* **Text excerpt**:
Among those assistants was defensive coordinator Brian VanGorder, who remained popular with several players throughout the worst statistical defensive season in program history. Johnson’s interview and offer Wednesday – a day after Malzahn’s welcome press conference – and official acceptance Thursday, sealed the transition.
Johnson is coming off an unsuccessful one-year stop at Southern Miss, where he oversaw the nation’s only winless Division I squad. In fact, his head coaching record is 17-40, with previous stops at The Citadel and Gardner-Webb.
However, his coordinating chops are a different story. Johnson called the defensive plays and was assistant head coach at South Carolina (2008-11) working for Steve Spurrier. The Gamecocks’ defense ranked in the top 15 nationally three years under Johnson.
In all, Auburn is his seventh defensive coordinator job, including Alabama (1997-2000) and Mississippi State (2004-07) – making this his fourth stop in the SEC and third in the Western Division.
He was outside linebackers coach for the Crimson Tide during their 1992 national championship run.
“I’m very fortunate for the opportunity to coach at Auburn and return to the Southeastern Conference, where there is so much tradition and history,” Johnson said. “I have a tremendous amount of respect for Gus Malzahn, both as a man and a coach, and I really look forward to working for him. Auburn has a wonderful family environment and is a great community, which is a blessing for me and my family.”

* **Source material**:
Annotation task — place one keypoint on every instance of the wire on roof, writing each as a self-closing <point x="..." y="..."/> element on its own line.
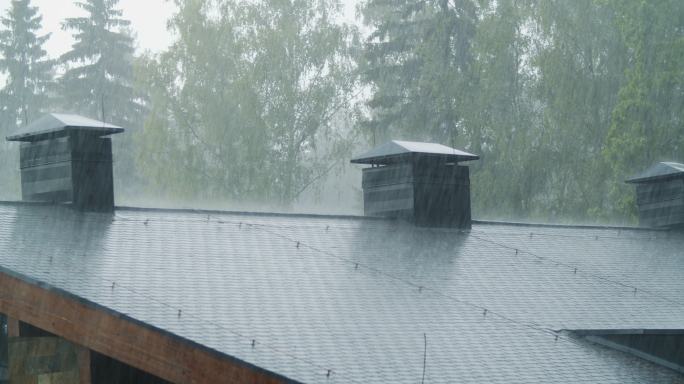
<point x="485" y="310"/>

* **The tasks**:
1. According to the text about Auburn's new defensive coordinator, what position did Johnson hold with the Crimson Tide during their 1992 national championship run?
2. Reproduce the part of the text about Auburn's new defensive coordinator starting at "Johnson is coming" and ending at "Citadel and Gardner-Webb.".

* **Responses per task**:
1. He was the outside linebackers coach.

2.
Johnson is coming off an unsuccessful one-year stop at Southern Miss, where he oversaw the nation’s only winless Division I squad. In fact, his head coaching record is 17-40, with previous stops at The Citadel and Gardner-Webb.